- WHAT NEEDS TO BE DONE
Restate the listing below word for word. No picture belongs in the result.

- SOURCE DATA
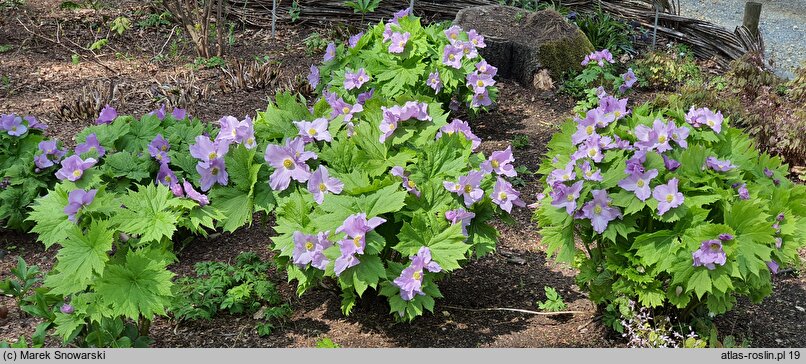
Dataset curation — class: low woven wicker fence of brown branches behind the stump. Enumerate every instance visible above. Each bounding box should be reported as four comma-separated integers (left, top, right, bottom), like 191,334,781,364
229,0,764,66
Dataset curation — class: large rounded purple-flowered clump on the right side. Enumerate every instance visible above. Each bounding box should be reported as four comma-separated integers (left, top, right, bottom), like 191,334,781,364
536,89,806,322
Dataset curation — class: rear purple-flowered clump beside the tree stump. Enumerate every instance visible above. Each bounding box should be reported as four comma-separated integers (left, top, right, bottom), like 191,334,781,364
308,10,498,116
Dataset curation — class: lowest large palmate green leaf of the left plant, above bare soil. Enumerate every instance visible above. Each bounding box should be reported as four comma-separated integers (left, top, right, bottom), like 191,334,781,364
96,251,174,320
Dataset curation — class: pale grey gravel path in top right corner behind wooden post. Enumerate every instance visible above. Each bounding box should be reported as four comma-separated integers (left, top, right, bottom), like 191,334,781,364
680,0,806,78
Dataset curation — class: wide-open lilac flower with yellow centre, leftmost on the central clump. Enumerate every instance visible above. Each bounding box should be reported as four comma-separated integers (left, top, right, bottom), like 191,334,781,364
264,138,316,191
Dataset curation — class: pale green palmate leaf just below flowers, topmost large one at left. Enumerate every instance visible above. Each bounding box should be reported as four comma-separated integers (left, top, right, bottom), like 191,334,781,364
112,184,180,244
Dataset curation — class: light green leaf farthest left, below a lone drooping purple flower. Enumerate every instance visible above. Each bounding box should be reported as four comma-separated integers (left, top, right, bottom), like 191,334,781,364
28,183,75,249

- OUTPUT OF THE TASK
Dataset curation — class: low woven wicker fence of brown branches behind the stump. Enumerate every instance visible above. Each bounding box should be reported as four comma-separated integers (left, top, right, bottom), like 191,334,781,364
229,0,764,66
Dataset curation — class: large rounded purple-flowered clump on the right side. Enumerate every instance visible above. Each bounding box should be reported as four comma-separated integers (left, top, right, bottom), like 191,334,781,364
536,89,806,322
Dataset curation — class: rear purple-flowered clump beside the tree stump. Enumerate every instance visible above. Each bounding box should be reported as four comma-separated integers (left, top, right, bottom), like 191,334,781,364
308,10,498,116
Dataset curation — class: lowest large palmate green leaf of the left plant, above bare soil. Enumerate every instance visible above. Each bounding box should be reported as four comma-separated integers (left, top, right, bottom), like 191,334,781,364
96,251,174,320
Dataset curation — class: pale grey gravel path in top right corner behind wooden post. Enumerate every instance visible above. Each bounding box should be reported as four comma-separated integers (left, top, right, bottom), like 191,334,781,364
680,0,806,78
Dataset curation — class: wide-open lilac flower with yellow centre, leftmost on the central clump. Enumerate every instance visible above. Each bounding box should be reported as four comma-separated integers (left, top, right, bottom), like 191,334,781,364
264,138,316,191
Dataset curation — class: pale green palmate leaf just below flowers, topmost large one at left. Enumerate every instance visible above. Each bounding box should be reported as four comma-separated integers (left, top, right, bottom), like 191,334,781,364
112,184,180,244
Dataset curation — class: light green leaf farthest left, below a lone drooping purple flower. Enumerate every instance visible above. Each bounding box should be reported as four comma-separated integers (left, top, right, bottom), like 191,334,781,364
28,183,75,249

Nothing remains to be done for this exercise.